Supplied data
- - - - -

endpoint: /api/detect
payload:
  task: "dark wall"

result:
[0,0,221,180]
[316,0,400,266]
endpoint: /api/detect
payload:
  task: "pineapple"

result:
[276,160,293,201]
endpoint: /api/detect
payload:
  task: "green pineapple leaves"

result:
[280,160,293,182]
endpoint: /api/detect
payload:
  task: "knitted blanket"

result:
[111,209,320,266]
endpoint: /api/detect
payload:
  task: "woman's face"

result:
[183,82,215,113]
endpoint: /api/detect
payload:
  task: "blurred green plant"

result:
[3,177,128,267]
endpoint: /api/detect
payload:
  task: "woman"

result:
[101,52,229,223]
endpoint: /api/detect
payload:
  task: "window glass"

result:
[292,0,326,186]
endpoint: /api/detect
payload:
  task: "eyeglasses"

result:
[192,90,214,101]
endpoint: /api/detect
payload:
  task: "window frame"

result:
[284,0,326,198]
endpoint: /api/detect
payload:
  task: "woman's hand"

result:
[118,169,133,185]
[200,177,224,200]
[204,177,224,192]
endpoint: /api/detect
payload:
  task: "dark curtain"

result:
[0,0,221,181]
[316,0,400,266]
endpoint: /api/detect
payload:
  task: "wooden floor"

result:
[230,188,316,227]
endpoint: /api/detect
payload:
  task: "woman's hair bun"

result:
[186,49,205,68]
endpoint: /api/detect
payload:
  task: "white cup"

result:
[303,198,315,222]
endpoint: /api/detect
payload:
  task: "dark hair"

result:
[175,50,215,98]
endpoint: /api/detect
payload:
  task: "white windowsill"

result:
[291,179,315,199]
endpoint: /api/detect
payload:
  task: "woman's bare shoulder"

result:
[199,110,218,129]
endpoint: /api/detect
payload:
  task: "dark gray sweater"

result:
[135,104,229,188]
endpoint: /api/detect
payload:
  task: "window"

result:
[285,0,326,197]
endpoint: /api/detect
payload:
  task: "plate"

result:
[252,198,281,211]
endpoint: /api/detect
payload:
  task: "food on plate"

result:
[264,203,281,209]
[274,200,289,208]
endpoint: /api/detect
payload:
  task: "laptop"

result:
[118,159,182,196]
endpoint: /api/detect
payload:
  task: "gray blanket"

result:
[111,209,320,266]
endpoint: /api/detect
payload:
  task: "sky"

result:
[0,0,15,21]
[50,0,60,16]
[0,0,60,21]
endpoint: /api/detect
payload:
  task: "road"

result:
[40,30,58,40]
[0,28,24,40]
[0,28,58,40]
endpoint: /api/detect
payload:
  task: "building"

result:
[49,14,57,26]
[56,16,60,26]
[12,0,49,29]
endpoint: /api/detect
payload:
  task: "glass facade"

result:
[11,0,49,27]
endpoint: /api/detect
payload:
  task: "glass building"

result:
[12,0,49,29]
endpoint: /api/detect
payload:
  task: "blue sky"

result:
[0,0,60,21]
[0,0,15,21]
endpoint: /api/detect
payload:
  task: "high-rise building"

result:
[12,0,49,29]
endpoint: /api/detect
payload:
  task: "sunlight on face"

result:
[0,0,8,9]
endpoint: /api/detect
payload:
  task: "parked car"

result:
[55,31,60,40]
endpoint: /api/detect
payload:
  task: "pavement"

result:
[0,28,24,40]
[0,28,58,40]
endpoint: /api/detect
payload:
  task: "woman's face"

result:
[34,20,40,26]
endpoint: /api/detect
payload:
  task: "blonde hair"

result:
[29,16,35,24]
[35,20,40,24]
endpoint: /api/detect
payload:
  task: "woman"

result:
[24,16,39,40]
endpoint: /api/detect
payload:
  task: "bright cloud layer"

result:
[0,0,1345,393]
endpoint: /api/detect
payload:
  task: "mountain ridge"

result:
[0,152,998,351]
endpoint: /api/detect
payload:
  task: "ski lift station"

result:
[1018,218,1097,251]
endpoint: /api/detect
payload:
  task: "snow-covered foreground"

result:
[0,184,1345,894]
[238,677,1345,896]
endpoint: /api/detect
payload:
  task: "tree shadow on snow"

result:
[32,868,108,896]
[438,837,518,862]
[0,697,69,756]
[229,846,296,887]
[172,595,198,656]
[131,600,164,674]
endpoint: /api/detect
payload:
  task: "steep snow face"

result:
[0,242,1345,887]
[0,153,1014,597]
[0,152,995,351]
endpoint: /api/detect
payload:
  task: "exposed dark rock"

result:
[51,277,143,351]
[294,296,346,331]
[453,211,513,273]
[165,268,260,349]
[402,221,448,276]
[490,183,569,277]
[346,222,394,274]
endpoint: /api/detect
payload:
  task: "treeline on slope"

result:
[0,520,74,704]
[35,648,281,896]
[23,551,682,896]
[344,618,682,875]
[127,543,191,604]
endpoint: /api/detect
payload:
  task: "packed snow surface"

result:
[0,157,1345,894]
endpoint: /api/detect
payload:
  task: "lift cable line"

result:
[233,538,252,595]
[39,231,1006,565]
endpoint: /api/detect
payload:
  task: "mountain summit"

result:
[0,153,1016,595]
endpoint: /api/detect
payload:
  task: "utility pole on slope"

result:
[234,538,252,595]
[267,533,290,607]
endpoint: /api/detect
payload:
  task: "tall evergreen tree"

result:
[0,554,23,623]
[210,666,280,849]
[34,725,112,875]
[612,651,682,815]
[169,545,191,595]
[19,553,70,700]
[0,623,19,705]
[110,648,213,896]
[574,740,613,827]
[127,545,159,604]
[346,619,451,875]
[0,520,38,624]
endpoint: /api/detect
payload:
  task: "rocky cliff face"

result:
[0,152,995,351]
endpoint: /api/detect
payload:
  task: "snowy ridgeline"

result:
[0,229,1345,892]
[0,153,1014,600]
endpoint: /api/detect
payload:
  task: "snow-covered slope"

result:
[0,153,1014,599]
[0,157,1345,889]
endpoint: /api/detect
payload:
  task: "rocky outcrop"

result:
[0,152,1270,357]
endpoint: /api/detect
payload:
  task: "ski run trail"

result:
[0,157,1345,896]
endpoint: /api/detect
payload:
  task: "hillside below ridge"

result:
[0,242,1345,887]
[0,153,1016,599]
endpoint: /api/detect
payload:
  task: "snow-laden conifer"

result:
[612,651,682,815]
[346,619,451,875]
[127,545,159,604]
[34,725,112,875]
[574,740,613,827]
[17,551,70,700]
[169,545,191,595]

- - - - -

Print all of the items above again, word for word and in the same order, with nothing added or changed.

endpoint: /api/detect
payload:
  task: "dark wall"

result:
[0,0,221,180]
[316,0,400,266]
endpoint: /api/detect
payload:
  task: "pineapple"

result:
[276,160,293,201]
endpoint: /api/detect
payload:
  task: "green pineapple leaves"

result:
[280,160,293,182]
endpoint: /api/detect
payload:
  task: "knitted blanket"

result:
[111,209,320,266]
endpoint: /api/detect
payload:
  task: "woman's face"

result:
[183,82,215,113]
endpoint: /api/detect
payload:
  task: "blurred green plant"

result:
[3,177,128,267]
endpoint: /api/detect
payload:
  task: "woman"

result:
[101,52,229,223]
endpoint: /api/detect
payload:
  task: "window glass"

result:
[292,0,326,186]
endpoint: /api/detect
payload:
  task: "eyeglasses"

result:
[192,90,214,101]
endpoint: /api/detect
payload:
  task: "window frame"

result:
[284,0,326,198]
endpoint: /api/detect
payload:
  task: "woman's hand"

result:
[118,169,133,185]
[200,177,224,200]
[204,177,224,192]
endpoint: /api/detect
payload:
  task: "dark curtain"

result:
[0,0,221,181]
[316,0,400,266]
endpoint: /api/detect
payload:
  task: "wooden floor"

result:
[230,188,316,227]
endpoint: /api/detect
payload:
  task: "woman's hair bun"

result:
[186,49,205,68]
endpoint: /api/detect
payload:
  task: "white cup"

result:
[303,198,315,222]
endpoint: /api/detect
payload:
  task: "dark hair"

result:
[175,50,215,98]
endpoint: /api/detect
payload:
  task: "white windowsill"

result:
[291,179,315,199]
endpoint: /api/detect
payload:
  task: "woman's bare shoulder"

result:
[199,110,218,129]
endpoint: /api/detect
payload:
  task: "dark gray sweater"

result:
[135,104,229,188]
endpoint: /api/detect
payload:
  task: "window"

result:
[285,0,326,197]
endpoint: /api/detect
payload:
  task: "plate"

result:
[252,198,281,211]
endpoint: /api/detect
payload:
  task: "food on plate"

result:
[264,203,281,209]
[274,200,289,208]
endpoint: /api/detect
payload:
  task: "laptop"

result:
[118,159,182,196]
endpoint: /api/detect
payload:
  task: "gray blanket"

result:
[111,209,320,266]
endpoint: /api/detect
payload:
  task: "sky"

result:
[0,0,15,21]
[50,0,60,16]
[0,0,60,21]
endpoint: /api/detect
payload:
  task: "road"

result:
[40,30,58,40]
[0,28,24,40]
[0,28,58,40]
endpoint: /api/detect
payload:
  task: "building"

result:
[49,14,57,26]
[56,16,60,26]
[12,0,49,29]
endpoint: /api/detect
payload:
  task: "glass facade"

result:
[11,0,49,27]
endpoint: /api/detect
payload:
  task: "glass building"

result:
[12,0,49,29]
endpoint: /api/detect
payload:
  task: "blue sky"

result:
[0,0,60,21]
[0,0,15,21]
endpoint: /api/detect
payload:
  task: "high-rise building"

result:
[12,0,49,29]
endpoint: /api/detect
payload:
  task: "sunlight on face"

result:
[0,0,8,9]
endpoint: /api/detect
payload:
  task: "parked car"

result:
[55,31,60,40]
endpoint: /api/detect
payload:
  task: "pavement"

result:
[0,28,24,40]
[0,28,58,40]
endpoint: /api/detect
payload:
  task: "woman's face"

result:
[34,20,40,26]
endpoint: /api/detect
payload:
  task: "blonde hair"

result:
[29,16,35,24]
[35,20,40,24]
endpoint: /api/detect
payload:
  task: "woman"

result:
[24,16,39,40]
endpoint: /api/detect
payload:
  task: "bright cloud layer"

result:
[0,0,1345,393]
endpoint: /api/detect
payload:
  task: "mountain ridge"

result:
[0,152,998,351]
endpoint: /api/detect
payload:
  task: "ski lift station"

result:
[1018,218,1097,251]
endpoint: /api/detect
payload:
  task: "snow-covered foreground"

result:
[0,184,1345,894]
[238,677,1345,896]
endpoint: /api/detect
payload:
  task: "tree shadow on snow"

result:
[32,868,108,896]
[438,837,518,862]
[0,697,69,756]
[229,846,296,887]
[172,595,198,656]
[131,600,164,674]
endpoint: /api/detect
payload:
  task: "steep snow face"

result:
[0,242,1345,887]
[0,153,1014,597]
[0,152,995,351]
endpoint: /api/detect
payload:
  task: "exposed dark rock"

result:
[51,277,143,351]
[294,296,346,331]
[453,211,513,273]
[165,268,260,349]
[402,221,448,276]
[490,183,569,277]
[346,222,394,274]
endpoint: /api/detect
payload:
  task: "treeline on slope"

result:
[0,520,74,704]
[35,648,281,896]
[23,551,682,896]
[344,618,682,875]
[127,543,191,604]
endpoint: /api/detect
payload:
  task: "packed snow surface"

result:
[0,157,1345,894]
endpoint: /api/detect
payload:
  task: "lift cable line"

result:
[233,538,252,595]
[39,231,1006,565]
endpoint: /api/detect
payload:
  task: "mountain summit"

result:
[0,153,1016,595]
endpoint: /api/detect
payload:
  task: "utility pole on slope"

result:
[234,538,252,595]
[267,533,290,607]
endpoint: /api/detect
payload:
  task: "tall evergreen tree"

result:
[0,554,23,623]
[210,666,280,849]
[34,725,112,875]
[612,651,682,815]
[169,545,191,595]
[19,553,70,700]
[0,623,19,705]
[110,648,213,896]
[574,740,613,827]
[127,545,159,604]
[346,619,451,875]
[0,520,38,624]
endpoint: /api/detect
payload:
  task: "rocky cliff face"

result:
[0,152,995,351]
endpoint: /api/detect
payload:
  task: "snowy ridgeline"

result:
[0,229,1345,892]
[0,153,1014,600]
endpoint: /api/detect
payload:
  task: "snow-covered slope"

result:
[0,153,1014,599]
[0,157,1345,889]
endpoint: /api/detect
payload:
  task: "rocky outcrop"

result:
[0,152,1270,357]
endpoint: /api/detect
payload:
  task: "ski run trail"

result:
[0,157,1345,896]
endpoint: /api/detect
payload:
  task: "hillside below ridge"

result:
[0,242,1345,887]
[0,153,1016,599]
endpoint: /api/detect
payload:
  task: "snow-laden conifer"

result:
[612,651,682,815]
[346,619,451,875]
[127,545,159,604]
[34,725,112,875]
[574,740,613,827]
[17,551,70,700]
[169,545,191,595]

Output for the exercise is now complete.